◆ **TEXT**

----

Recreate Greece (, , ) is a Greek right-wing political party, which has adopted an ideology heavily focused on anti-immigration, anti-Islam and anti-communism.

History
Founded in December 2011, it is led by Thanos Tzimeros and is self-identified as a citizen-centered political movement, with emphasis on the rebuilding of the Greek state.

The party participated in the May 2012 Greek legislative election shortly after being founded, receiving 2.15% of the total vote, short of the 3% threshold needed to enter Parliament. In the repeat elections in June, it formed an electoral alliance with Drasi, a fellow liberal party that had finished directly below them in the May election with 1.8% of the vote. Recreate Greece also approached Democratic Alliance, but the latter opted to run on the New Democracy list instead. In the 17 June 2012 elections, the combined parties garnered only 1.59%, a lower vote than either got in the elections the month before. Drasi would later merge with New Democracy, while Recreate Greece declined further, receiving 0.53% in the 2015 election and 0.74% in 2019. In 2020, Thanos Tzimeros announced a new coaliation with far-right politician Failos Kranidiotis, which was later merged with a new party formed by Greek conservative MP Constantinos Bogdanos, and named National Creation.

----

◆ **PROVIDED INFORMATION**

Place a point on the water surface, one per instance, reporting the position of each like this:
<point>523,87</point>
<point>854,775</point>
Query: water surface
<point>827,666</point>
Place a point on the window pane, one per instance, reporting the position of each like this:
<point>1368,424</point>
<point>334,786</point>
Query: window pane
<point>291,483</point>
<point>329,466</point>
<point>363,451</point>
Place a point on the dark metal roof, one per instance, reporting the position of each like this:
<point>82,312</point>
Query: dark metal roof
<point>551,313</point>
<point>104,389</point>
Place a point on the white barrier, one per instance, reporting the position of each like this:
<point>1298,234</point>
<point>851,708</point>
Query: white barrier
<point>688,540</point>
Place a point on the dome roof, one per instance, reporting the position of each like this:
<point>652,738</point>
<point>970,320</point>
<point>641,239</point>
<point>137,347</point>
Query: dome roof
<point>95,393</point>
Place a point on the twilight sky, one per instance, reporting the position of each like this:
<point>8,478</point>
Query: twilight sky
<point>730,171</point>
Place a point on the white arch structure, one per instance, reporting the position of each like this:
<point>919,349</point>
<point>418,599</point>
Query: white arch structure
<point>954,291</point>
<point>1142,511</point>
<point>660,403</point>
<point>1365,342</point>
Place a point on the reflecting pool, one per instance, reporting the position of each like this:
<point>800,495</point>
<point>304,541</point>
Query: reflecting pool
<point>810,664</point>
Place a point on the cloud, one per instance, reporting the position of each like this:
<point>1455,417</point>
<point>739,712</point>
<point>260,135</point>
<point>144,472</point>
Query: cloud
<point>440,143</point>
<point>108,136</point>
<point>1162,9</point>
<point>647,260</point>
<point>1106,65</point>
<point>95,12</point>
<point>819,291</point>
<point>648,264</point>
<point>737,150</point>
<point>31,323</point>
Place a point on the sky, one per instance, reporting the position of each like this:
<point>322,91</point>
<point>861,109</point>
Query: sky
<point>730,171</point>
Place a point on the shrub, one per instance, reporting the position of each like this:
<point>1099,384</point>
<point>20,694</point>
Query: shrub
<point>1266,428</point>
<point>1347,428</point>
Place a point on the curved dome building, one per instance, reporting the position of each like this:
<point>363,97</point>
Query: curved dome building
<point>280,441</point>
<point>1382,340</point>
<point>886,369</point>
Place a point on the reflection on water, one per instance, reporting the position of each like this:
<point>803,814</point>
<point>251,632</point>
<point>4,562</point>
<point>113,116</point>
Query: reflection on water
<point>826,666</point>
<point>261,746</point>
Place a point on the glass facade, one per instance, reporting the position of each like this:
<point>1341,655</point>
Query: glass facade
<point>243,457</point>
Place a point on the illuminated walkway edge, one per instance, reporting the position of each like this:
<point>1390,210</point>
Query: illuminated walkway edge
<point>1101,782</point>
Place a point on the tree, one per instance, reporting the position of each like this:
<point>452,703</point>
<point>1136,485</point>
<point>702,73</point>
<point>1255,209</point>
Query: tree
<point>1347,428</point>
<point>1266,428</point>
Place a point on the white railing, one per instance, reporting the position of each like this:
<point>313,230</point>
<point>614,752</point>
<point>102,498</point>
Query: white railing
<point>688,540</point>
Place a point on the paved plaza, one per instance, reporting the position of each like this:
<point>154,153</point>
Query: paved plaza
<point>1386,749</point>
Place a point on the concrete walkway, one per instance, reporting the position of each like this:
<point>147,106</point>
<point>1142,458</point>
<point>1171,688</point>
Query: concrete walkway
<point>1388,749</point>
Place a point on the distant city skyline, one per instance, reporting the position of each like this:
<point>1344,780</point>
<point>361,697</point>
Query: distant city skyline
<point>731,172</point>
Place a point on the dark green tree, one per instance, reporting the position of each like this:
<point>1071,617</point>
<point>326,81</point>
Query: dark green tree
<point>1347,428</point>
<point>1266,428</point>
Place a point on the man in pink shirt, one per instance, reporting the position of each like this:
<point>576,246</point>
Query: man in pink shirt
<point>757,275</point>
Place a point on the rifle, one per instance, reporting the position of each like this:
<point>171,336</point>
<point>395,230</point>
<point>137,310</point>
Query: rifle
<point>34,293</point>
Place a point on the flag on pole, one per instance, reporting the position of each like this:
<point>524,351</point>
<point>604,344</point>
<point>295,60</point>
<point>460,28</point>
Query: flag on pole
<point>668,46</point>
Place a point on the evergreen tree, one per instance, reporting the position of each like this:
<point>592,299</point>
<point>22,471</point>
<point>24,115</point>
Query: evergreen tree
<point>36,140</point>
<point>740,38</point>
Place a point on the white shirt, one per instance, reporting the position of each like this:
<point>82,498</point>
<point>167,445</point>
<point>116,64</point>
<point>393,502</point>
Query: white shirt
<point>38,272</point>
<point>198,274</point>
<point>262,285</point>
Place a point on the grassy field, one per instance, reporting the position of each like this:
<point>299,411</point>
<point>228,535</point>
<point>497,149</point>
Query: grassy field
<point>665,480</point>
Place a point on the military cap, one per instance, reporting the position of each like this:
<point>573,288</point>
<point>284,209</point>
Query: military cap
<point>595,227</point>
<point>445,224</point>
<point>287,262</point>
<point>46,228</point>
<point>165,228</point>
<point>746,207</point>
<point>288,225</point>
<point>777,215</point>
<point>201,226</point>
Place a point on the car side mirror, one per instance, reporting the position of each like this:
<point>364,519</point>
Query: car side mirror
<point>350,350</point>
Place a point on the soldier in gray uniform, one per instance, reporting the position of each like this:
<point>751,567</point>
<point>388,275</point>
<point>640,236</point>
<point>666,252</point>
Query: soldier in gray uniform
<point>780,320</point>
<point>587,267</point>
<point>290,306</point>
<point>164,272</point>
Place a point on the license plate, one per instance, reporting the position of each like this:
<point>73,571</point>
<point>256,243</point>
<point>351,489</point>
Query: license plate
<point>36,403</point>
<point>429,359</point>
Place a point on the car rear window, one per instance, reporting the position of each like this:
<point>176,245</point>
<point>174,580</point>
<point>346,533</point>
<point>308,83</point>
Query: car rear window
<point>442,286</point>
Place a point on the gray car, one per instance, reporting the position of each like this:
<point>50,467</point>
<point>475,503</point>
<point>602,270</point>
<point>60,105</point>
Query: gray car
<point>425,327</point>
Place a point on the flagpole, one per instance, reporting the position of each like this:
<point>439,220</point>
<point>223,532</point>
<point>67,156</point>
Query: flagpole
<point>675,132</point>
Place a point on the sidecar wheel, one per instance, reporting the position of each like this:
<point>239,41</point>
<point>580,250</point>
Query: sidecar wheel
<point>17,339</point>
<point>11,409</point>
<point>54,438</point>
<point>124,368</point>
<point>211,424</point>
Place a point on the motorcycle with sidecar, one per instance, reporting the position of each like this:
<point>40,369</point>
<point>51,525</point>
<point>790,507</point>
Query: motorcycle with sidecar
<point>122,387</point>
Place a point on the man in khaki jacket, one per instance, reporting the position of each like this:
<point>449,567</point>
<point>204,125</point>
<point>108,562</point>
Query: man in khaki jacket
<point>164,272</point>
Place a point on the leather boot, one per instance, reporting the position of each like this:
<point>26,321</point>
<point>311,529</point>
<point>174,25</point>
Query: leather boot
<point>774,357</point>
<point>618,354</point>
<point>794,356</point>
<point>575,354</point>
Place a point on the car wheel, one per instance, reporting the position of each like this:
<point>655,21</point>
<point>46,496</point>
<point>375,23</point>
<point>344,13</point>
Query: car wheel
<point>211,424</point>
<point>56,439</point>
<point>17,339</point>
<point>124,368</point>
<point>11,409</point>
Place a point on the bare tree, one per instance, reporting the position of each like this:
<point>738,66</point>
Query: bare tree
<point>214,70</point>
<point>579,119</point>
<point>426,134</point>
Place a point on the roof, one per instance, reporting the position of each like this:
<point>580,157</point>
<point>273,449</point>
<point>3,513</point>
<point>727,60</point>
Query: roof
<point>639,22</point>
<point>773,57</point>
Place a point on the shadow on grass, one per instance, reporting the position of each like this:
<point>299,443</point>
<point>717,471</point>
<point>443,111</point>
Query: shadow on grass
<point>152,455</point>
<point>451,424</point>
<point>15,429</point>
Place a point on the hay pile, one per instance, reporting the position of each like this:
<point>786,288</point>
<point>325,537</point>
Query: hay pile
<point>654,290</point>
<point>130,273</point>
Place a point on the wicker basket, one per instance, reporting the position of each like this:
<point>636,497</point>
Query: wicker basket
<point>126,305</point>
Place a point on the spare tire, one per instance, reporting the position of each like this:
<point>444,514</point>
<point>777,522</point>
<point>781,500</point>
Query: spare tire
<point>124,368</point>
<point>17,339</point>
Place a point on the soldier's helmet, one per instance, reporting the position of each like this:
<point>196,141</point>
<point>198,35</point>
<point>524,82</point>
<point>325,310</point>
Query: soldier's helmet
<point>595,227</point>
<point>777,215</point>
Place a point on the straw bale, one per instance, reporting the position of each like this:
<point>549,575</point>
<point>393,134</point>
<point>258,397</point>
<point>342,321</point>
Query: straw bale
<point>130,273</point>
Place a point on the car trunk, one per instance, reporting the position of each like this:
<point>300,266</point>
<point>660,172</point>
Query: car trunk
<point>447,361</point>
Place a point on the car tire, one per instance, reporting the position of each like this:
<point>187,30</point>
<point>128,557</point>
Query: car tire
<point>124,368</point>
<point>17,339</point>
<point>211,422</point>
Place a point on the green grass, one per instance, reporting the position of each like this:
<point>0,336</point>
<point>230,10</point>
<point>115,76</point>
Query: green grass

----

◆ **WHAT YOU WILL DO**
[a] According to the text about Recreate Greece, what share of the total vote did the party receive in the May 2012 Greek legislative election?
[b] Repeat everything in the Recreate Greece text from "Recreate Greece (, , )" down to "anti-Islam and anti-communism.".
The material has no connection to the text about Recreate Greece.

◆ **ANSWERS FOR THE TASKS**
[a] 2.15%

[b]
Recreate Greece (, , ) is a Greek right-wing political party, which has adopted an ideology heavily focused on anti-immigration, anti-Islam and anti-communism.